Pero ¿por qué los hombres esperan, en general, un fin del mundo?, y si es que éste se les concede ¿por qué ha de ser precisamente un fin con horrores (para la mayor parte del género humano)?… El motivo de lo primero parece residir en que la razón les dice que la duración del mundo tiene un valor mientras tanto los seres racionales se conforman al fin último de su existencia, pero que si éste no se habría de alcanzar la creación les aparece como sin finalidad —como una farsa sin desenlace y sin intención alguna—. El motivo de lo segundo se basa en la opinión de la corrompida constitución del género humano[2], de tal grado que lleva a desesperar; y prepararle un fin, y que sea terrible, parece ser la única medida que corresponde a la sabiduría y justicia (para la mayoría de los hombres) supremas. Por esto los presagios del día del juicio (porque, ¿qué imaginación excitada por una gran expectativa es escasa en signos y prodigios?), son todos del género espantoso. Algunos piensan en la injusticia desbordada, en la opresión de los pobres por el fasto arrogante de los ricos, y en la pérdida total de la lealtad y de la fe; o en las guerras sangrientas que estallarán por toda la faz de la tierra, etc., etc., en una palabra, en la caída moral y el rápido incremento de todos los vicios con sus consecuentes males, tales como no los conoció ningún tiempo anterior. Otros piensan en inusitadas catástrofes naturales, terremotos, tempestades e inundaciones, o cometas y fenómenos atmosféricos.
De hecho, y no sin causa, los hombres sienten el peso de su existencia, aunque ellos mismos son esa causa. La razón parece residir aquí. De modo natural la cultura del talento, de la destreza y del gusto con su consecuencia: la abundancia, se adelanta en los progresos del género humano al desarrollo de la moralidad; y este estado es el más agobiante y peligroso, lo mismo para la moralidad que para el bienestar físico; porque las necesidades crecen mucho más de prisa que los medios de satisfacerlas. Pero su disposición moral que (como el poena, pede claudo de Horacio) le sigue cojeando dará alcance al hombre que, en su curso acelerado, no pocas veces se enreda y a menudo tropieza; y así, más si tenemos en cuenta las pruebas de la experiencia que nos ofrecen las ventajas morales de nuestro tiempo sobre todas las anteriores, podemos abrigar la esperanza de que el día final se parecerá más al viaje de Elías que a un viaje infernal al estilo del tropel Korah y de ese modo introducirá sobre la tierra el fin de todas las cosas. Ahora que esta fe heroica en la virtud no parece que, subjetivamente, tenga un poder de conversión tan fuerte sobre los ánimos como esa entrada acompañada de horrores que se cree precederá a las últimas cosas.

→ TAREAS PENDIENTES
1. En el texto sobre el fin del mundo, ¿qué crece mucho más de prisa que los medios de satisfacerlas?
2. Enumera los fenómenos naturales que, según el texto sobre el fin del mundo, algunos ven como presagios del día del juicio.
3. Prosigue el texto sobre el fin de todas las cosas a partir de su última oración.

→ CONJUNTO DE DATOS
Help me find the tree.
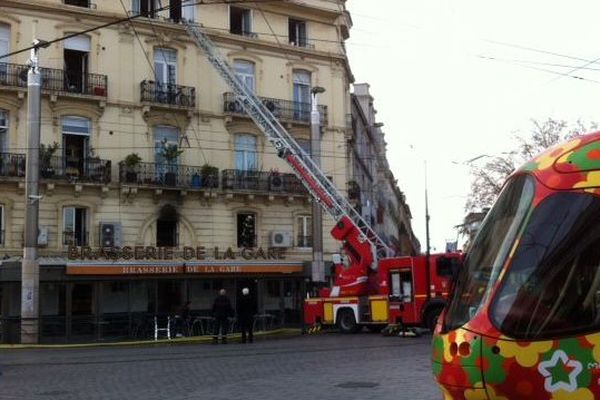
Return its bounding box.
[465,118,598,212]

→ RESPUESTAS
1. Las necesidades.

2. Terremotos, tempestades, inundaciones, cometas y fenómenos atmosféricos.

3.
Observación. Como nos las habemos con ideas (o jugamos con ellas) que la misma razón se crea, cuyos objetos (si es que los tienen) radican fuera totalmente de nuestro horizonte, y como, aunque hay que considerarlas vanas para el conocimiento especulativo, no por eso tienen que ser vacías en todos los sentidos, sino que la misma razón legisladora nos las pone a nuestro alcance al propósito práctico, no para que nos pongamos a cavilar sobre sus objetos, sobre lo que sean en sí y según su naturaleza, sino para que las pensemos en provecho de los principios morales, enderezados al fin último de todas las cosas (con lo cual, esas ideas, que de otro modo serían totalmente vacías, reciben práctica realidad objetiva), así tenemos delante de nosotros un campo de trabajo libre: dividir este producto de nuestra propia razón, el concepto general de un fin de todas las cosas, según la relación que guarda con nuestra facultad cognoscitiva y establecer la clasificación subsiguiente.
A este temor, el todo lo dividimos en 1) el fin natural[3] de todas las cosas, según el orden de los fines morales de la sabiduría divina, que podemos comprender muy bien (al propósito práctico); 2) el fin místico (sobrenatural) de las mismas, según el orden de las causas eficientes, del que no comprendemos nada; 3) el fin antinatural (invertido) provocado por nosotros mismos al comprender equivocadamente el fin último; y lo presentaremos en tres secciones; la primera acaba de ser estudiada, así que nos quedarán las dos siguientes.
Dice el Apocalipsis (X, 5.6); «Y el ángel que vi estar sobre la tierra levantó su mano al cielo, y juró por el que vive para siempre jamás, que ha criado el cielo, etc.; que el tiempo no será más». De no suponer que el ángel «con su voz de siete truenos» (V. 3) ha proclamado una insensatez, ha querido decir que ya no habrá, en adelante, ningún cambio; pues de haber todavía algún cambio en el mundo seguiría existiendo el tiempo, ya que aquél no se puede dar más que en éste, y no es posible pensarlo si no presuponemos el tiempo.
En este caso tenemos un fin de todas las cosas figurado como objeto de los sentidos, de lo cual ningún concepto podemos formarnos: porque nos vemos cogidos en contradicciones en el mismo momento que intentamos dar el primer paso del mundo sensible al inteligible —lo que ocurre porque el momento que constituye el fin del primero constituye también el comienzo del otro, lo que quiere decir que fin y comienzo se hallan colocados en la misma serie temporal, lo cual es contradictorio.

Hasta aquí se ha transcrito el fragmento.